→ Material for this task:
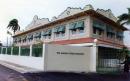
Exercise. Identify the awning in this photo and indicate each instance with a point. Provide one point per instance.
(79, 24)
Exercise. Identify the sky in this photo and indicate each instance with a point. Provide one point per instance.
(24, 11)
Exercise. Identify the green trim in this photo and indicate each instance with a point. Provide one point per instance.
(72, 26)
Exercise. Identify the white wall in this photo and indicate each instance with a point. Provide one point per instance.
(33, 62)
(55, 60)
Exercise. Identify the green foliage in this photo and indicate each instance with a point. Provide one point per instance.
(4, 51)
(37, 50)
(15, 50)
(25, 51)
(9, 50)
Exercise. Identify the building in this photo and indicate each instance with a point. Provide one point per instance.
(78, 27)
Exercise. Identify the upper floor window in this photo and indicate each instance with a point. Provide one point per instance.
(15, 40)
(110, 32)
(119, 36)
(30, 37)
(77, 27)
(59, 31)
(24, 39)
(47, 34)
(98, 27)
(19, 40)
(37, 35)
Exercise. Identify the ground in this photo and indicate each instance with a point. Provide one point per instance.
(7, 74)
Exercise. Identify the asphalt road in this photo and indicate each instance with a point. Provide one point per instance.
(7, 74)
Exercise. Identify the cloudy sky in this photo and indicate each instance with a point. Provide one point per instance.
(24, 10)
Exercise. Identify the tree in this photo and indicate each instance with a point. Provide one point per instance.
(13, 24)
(124, 18)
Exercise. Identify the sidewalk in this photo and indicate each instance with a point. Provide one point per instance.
(7, 74)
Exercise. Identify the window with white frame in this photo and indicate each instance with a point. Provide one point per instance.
(98, 27)
(110, 32)
(30, 37)
(37, 36)
(47, 34)
(119, 36)
(59, 31)
(77, 27)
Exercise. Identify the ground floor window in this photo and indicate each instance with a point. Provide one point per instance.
(37, 50)
(25, 51)
(108, 60)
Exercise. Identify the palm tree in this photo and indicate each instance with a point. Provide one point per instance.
(13, 24)
(124, 18)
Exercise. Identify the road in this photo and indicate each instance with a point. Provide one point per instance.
(7, 74)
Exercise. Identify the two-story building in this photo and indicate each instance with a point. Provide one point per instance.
(80, 27)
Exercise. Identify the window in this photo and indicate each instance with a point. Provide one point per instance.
(24, 39)
(98, 27)
(19, 40)
(77, 27)
(59, 31)
(119, 36)
(37, 36)
(30, 37)
(110, 32)
(15, 40)
(47, 34)
(98, 31)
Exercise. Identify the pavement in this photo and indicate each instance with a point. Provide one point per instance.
(7, 74)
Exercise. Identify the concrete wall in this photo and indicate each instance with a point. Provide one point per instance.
(33, 62)
(69, 58)
(58, 58)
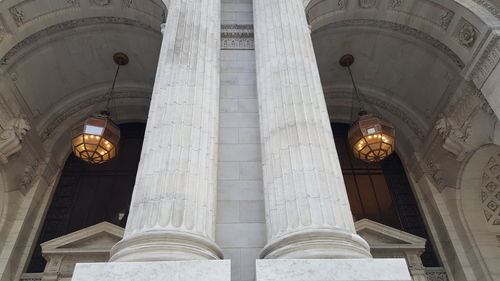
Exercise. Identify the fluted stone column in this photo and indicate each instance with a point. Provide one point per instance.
(172, 214)
(307, 209)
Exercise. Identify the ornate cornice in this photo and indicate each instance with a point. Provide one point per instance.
(396, 27)
(492, 9)
(237, 36)
(43, 34)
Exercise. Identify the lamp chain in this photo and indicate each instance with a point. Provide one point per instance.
(112, 88)
(361, 105)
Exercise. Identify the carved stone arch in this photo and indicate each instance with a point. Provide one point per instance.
(27, 22)
(458, 32)
(479, 207)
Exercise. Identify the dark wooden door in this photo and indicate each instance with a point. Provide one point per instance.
(89, 194)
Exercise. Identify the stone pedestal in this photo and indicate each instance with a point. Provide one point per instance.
(154, 271)
(307, 209)
(333, 270)
(172, 213)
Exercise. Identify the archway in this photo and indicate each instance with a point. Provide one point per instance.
(89, 194)
(381, 192)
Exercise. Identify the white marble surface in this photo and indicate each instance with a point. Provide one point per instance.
(333, 270)
(307, 209)
(154, 271)
(172, 213)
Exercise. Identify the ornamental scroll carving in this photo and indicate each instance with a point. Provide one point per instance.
(11, 138)
(454, 126)
(490, 190)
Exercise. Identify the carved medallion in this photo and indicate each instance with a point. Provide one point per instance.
(17, 15)
(467, 34)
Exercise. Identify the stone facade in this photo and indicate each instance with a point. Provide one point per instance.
(238, 160)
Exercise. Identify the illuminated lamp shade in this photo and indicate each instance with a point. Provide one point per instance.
(96, 140)
(371, 139)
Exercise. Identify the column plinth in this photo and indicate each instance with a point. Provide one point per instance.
(307, 209)
(172, 214)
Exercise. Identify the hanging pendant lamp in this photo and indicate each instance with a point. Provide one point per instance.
(97, 139)
(370, 138)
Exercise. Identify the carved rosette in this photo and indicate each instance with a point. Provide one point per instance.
(466, 34)
(490, 190)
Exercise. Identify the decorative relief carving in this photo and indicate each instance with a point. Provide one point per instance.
(490, 191)
(436, 173)
(11, 138)
(236, 36)
(448, 127)
(405, 30)
(342, 4)
(396, 3)
(466, 34)
(29, 175)
(101, 3)
(367, 4)
(65, 26)
(487, 62)
(127, 3)
(74, 3)
(489, 7)
(17, 15)
(454, 126)
(446, 18)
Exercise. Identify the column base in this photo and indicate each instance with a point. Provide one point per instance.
(333, 270)
(317, 243)
(165, 246)
(154, 271)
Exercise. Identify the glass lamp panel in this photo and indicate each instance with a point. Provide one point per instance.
(93, 130)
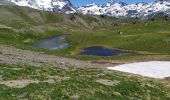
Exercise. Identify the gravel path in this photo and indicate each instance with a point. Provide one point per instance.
(12, 55)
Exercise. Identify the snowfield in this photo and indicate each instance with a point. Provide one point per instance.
(153, 69)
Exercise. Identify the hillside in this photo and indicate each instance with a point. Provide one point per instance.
(32, 73)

→ What is required: Would you retype every record above exactly, leaving out the pictures?

→ Result:
Exercise. Identify the awning in this photo and indicate each instance with a point. Provide one point per instance.
(79, 24)
Exercise. Identify the sky in this photo and indicate each instance with a point. Provide one point per instance.
(24, 11)
Exercise. Identify the green trim in this photo and indicate each instance with a point. Provide one point per instance.
(72, 26)
Exercise. Identify the white wall in this photo and indicate each instance with a point. Provide one point per instance.
(33, 62)
(55, 60)
Exercise. Identify the green foliage in this photo and indicate each instance with a point. Provide one point per instance.
(4, 51)
(37, 50)
(15, 50)
(25, 51)
(9, 50)
Exercise. Identify the building in this photo and indicate each instance with a point. Provide one point per instance.
(78, 27)
Exercise. Identify the upper floor window in this photo and indicate each instance with a point. Provide one point per instance.
(15, 40)
(110, 32)
(119, 36)
(30, 37)
(77, 27)
(59, 31)
(24, 39)
(47, 34)
(98, 27)
(19, 40)
(37, 35)
Exercise. Identify the ground in this photo and indicate each instance with a point. Provide one point per instance.
(7, 74)
Exercise. Identify the asphalt road in this photo and indicate each instance with a point. Provide one point per instance.
(7, 74)
Exercise. Identify the cloudy sky in this photo and indicate each instance with a point. Provide one point per instance.
(24, 10)
Exercise. Identify the tree in this photo and indicate each instance with a point. Provide one point per instance.
(13, 24)
(124, 18)
Exercise. Identify the sidewalk in this photo and indicate each instance with a point. Provide one point per instance.
(7, 74)
Exercise. Identify the window with white frame in this photo and indicate each instance with a point. Provide one point per instance.
(98, 27)
(110, 32)
(30, 37)
(37, 36)
(47, 34)
(119, 36)
(59, 31)
(77, 27)
Exercise. Identify the ground floor window in this photo and indicate each instance with a point. Provide one point per instance.
(37, 50)
(25, 51)
(108, 60)
Exercise. Identify the palm tree in this photo and indicate each instance with a point. Provide one point per instance.
(13, 24)
(124, 18)
Exercise. Identify the road in this photo and indicate each instance with a point. Provide one point per instance.
(7, 74)
Exercise. Identify the two-story building in this photo and indicate each instance with a point. Provide one point per instance.
(80, 27)
Exercise. Identify the window in this photo and indicate each instance with a point. Provide one point per instance.
(24, 39)
(98, 27)
(19, 40)
(77, 27)
(59, 31)
(119, 36)
(37, 36)
(30, 37)
(110, 32)
(15, 40)
(47, 34)
(98, 31)
Exercise. Identify the pavement in this photo and indicate each instance with a point. Provide one point per instance.
(7, 74)
Exercise. Identify the concrete wall in this photo and indicate each instance with a point. Provide one point per instance.
(33, 62)
(69, 58)
(58, 58)
Exercise. Identify the fluted stone column in this photo and indicate each instance with a point. Provide one point per instance.
(172, 214)
(307, 209)
Exercise. Identify the ornate cornice in this photo and indicate each instance with a point. Provide one point per instance.
(396, 27)
(492, 9)
(237, 36)
(43, 34)
Exercise. Identify the lamp chain in this photo and indicate each instance with a point. Provide one point per instance.
(112, 88)
(361, 105)
Exercise. Identify the carved stone arch in this photo and indicate each instance with a point. Provide one point per instance.
(27, 22)
(458, 32)
(479, 207)
Exercise. Identify the dark wooden door in this photo and indicate each instance with a point. Provide one point per instance.
(89, 194)
Exercise. Identify the stone pedestal in this photo and indicate each instance with a point. Provide one point per instance.
(154, 271)
(307, 209)
(333, 270)
(172, 213)
Exercise. Identify the archway in this photo and indicate each instance with a point. Provide one point per instance.
(89, 194)
(381, 192)
Exercise. Identify the white marble surface in this photo and indicate each instance with a point. Provide one point per instance.
(333, 270)
(307, 209)
(154, 271)
(172, 213)
Exercise. Identify the ornamental scroll carving in this photo and indicate each instance with a point. Provide one point per instance.
(11, 138)
(454, 126)
(490, 190)
Exercise. Identify the carved medallion in this photo and indicate each instance with a point. Provide one point per instance.
(17, 15)
(467, 34)
Exercise. Identify the stone facade in this photo and indicate each instance with a point. Provide one point per instance.
(238, 160)
Exercise. Identify the illuminated lamp shade in this photo and indicate each instance with a point. Provide one point per instance.
(96, 140)
(371, 139)
Exercise. Identify the column plinth in this photo and indicate each instance with a point. Provide one point per instance.
(307, 209)
(172, 214)
Exercise. Identify the hanging pendant lamp in this photo and indicate each instance with a point. Provide one point per instance.
(97, 139)
(370, 138)
Exercise. Identify the carved rosette in this photo and indicate each instance with a point. Provide one point per instance.
(466, 34)
(490, 190)
Exercise. Identify the decorative relief carving in this photo and indicate each instance with a point. Provide one point per instance.
(490, 191)
(436, 173)
(11, 138)
(236, 36)
(448, 127)
(405, 30)
(342, 4)
(396, 3)
(466, 34)
(29, 175)
(101, 3)
(367, 4)
(65, 26)
(487, 62)
(127, 3)
(74, 3)
(489, 7)
(17, 15)
(454, 126)
(446, 18)
Exercise. Identify the column base in this photo and indicate each instance with a point. Provide one point per instance.
(333, 270)
(317, 243)
(165, 246)
(154, 271)
Exercise. Identify the glass lamp panel in this photo and indicate each instance with a point. Provide one point per instance.
(93, 130)
Exercise. Identify the gravel path in this photo and indicate each instance with a point. Provide one point per instance.
(12, 55)
Exercise. Identify the snowfield in this photo and indicate each instance with a point. Provide one point per instance.
(153, 69)
Exercise. Identify the hillside in this photo and indicate each instance with a point. Provide one point per instance.
(32, 73)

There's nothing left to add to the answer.